▶ _The task_
Which lines of the records contain the word "head"? Show each of them.

Stored data entries
┌──

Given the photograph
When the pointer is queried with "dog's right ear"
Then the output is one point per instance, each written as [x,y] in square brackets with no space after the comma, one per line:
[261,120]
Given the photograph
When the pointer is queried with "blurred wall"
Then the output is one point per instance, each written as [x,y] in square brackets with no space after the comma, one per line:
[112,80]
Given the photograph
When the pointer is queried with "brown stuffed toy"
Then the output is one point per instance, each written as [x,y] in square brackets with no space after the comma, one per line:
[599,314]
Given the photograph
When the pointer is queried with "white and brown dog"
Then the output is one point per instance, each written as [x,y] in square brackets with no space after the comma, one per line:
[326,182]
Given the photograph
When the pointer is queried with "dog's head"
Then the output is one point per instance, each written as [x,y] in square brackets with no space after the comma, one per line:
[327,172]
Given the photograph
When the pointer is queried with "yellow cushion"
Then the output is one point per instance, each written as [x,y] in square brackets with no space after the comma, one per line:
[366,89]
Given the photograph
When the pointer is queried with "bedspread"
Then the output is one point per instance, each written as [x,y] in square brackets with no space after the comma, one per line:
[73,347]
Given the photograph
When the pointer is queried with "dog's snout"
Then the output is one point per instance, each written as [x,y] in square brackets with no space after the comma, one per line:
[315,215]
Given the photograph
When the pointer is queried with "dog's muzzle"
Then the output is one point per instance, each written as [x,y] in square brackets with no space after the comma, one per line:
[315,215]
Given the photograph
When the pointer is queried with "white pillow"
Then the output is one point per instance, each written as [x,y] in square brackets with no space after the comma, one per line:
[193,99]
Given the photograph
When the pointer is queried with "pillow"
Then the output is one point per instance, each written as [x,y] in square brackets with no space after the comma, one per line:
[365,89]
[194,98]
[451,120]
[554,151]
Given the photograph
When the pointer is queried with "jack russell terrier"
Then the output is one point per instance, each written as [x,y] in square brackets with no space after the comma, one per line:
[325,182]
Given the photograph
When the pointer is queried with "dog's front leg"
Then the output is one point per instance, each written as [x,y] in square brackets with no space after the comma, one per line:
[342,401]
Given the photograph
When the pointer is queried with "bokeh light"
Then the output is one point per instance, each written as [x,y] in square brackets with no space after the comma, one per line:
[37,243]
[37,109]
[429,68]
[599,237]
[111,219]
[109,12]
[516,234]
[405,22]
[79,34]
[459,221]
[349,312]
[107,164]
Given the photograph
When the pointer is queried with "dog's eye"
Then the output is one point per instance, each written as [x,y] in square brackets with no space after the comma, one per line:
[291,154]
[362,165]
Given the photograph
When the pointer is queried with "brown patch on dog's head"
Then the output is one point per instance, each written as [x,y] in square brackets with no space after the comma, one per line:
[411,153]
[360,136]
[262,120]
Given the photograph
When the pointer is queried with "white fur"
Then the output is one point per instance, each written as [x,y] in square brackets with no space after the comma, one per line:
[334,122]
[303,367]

└──
┌──

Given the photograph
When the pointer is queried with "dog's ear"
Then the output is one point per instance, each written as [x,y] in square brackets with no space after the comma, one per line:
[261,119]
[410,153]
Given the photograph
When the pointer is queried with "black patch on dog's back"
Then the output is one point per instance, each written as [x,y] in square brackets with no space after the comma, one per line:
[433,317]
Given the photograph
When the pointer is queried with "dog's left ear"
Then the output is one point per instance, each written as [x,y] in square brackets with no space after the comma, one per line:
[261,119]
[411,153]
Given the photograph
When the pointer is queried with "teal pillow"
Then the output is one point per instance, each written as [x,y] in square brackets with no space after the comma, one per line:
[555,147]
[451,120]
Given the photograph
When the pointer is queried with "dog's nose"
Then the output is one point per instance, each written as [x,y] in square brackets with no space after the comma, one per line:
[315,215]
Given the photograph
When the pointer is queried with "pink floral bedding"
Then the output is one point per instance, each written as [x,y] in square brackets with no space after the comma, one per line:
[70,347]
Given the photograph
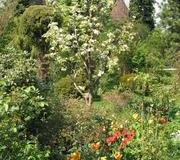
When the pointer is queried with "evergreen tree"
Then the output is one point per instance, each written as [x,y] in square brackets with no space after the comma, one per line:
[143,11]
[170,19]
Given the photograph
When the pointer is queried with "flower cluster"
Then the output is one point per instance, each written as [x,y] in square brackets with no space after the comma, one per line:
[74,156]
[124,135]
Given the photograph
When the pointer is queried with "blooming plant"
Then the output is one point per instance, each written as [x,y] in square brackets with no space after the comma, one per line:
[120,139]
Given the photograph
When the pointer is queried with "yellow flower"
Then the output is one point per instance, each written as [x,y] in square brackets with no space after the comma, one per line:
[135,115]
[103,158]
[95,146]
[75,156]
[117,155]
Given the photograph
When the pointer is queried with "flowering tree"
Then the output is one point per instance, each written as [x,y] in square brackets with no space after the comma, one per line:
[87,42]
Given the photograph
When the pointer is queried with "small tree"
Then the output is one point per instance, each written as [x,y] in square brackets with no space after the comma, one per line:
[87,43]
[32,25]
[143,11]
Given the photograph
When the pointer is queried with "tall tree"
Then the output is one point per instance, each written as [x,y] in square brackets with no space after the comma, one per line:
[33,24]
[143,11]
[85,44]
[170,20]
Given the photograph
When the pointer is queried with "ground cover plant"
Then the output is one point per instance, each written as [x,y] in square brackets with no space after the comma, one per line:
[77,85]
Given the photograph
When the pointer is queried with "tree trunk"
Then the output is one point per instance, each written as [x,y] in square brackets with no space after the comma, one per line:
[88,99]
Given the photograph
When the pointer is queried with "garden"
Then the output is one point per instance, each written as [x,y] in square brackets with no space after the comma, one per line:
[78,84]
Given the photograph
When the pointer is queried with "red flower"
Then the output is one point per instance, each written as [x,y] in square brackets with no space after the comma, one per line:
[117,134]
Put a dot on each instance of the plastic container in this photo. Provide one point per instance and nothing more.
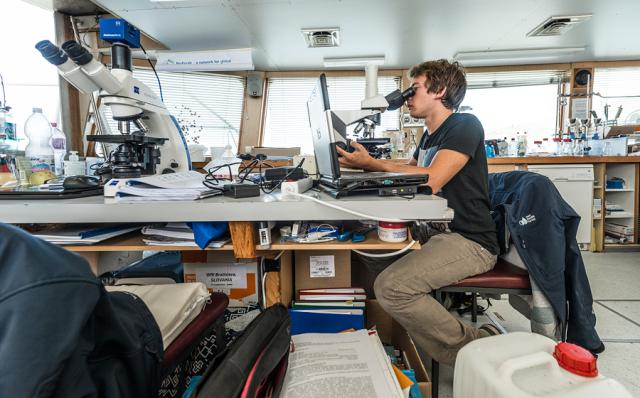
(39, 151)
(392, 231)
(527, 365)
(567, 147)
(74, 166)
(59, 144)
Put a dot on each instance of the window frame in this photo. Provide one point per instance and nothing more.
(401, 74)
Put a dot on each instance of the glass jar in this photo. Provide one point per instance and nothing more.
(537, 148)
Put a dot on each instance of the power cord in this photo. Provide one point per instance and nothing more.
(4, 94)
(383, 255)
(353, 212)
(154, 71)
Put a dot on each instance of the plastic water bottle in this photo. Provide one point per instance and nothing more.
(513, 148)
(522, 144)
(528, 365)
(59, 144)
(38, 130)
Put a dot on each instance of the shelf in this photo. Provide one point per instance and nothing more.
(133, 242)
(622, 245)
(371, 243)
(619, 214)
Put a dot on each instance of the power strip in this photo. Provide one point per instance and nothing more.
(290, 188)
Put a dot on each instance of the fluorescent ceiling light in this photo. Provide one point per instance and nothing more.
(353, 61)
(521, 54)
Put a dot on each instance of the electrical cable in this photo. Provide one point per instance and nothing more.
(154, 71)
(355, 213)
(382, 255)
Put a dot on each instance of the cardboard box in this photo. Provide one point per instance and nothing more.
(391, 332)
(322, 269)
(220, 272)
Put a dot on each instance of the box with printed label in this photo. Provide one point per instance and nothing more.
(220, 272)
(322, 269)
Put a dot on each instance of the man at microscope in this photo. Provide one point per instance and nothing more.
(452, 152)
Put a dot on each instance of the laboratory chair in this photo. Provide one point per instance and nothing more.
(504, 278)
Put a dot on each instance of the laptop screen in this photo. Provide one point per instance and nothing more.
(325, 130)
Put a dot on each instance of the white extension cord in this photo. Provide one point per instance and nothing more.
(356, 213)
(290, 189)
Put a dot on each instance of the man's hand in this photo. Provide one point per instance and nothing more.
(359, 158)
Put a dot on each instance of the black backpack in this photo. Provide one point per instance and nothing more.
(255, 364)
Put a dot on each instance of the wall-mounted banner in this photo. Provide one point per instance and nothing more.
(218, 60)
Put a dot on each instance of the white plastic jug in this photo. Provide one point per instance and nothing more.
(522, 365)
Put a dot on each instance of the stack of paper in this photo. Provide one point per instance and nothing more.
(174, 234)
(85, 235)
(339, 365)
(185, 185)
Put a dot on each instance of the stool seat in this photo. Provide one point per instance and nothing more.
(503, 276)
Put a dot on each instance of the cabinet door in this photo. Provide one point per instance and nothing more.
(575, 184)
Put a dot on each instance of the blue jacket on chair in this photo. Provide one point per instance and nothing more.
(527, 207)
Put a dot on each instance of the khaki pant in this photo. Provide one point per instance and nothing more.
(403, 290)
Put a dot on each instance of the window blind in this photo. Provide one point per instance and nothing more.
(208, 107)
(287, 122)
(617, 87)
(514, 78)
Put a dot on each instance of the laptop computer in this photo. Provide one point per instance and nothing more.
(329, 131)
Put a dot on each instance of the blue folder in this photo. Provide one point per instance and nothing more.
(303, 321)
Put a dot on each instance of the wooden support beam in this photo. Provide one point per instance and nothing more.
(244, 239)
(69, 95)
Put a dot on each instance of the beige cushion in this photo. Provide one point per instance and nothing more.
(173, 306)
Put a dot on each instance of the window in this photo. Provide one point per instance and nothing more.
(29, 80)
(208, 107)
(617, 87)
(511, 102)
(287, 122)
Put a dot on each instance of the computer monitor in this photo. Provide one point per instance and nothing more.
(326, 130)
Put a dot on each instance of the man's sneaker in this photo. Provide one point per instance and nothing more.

└──

▶ _Response area_
When the pointer is queried with "dog's head"
When the pointer is queried with "brown patch on dog's head"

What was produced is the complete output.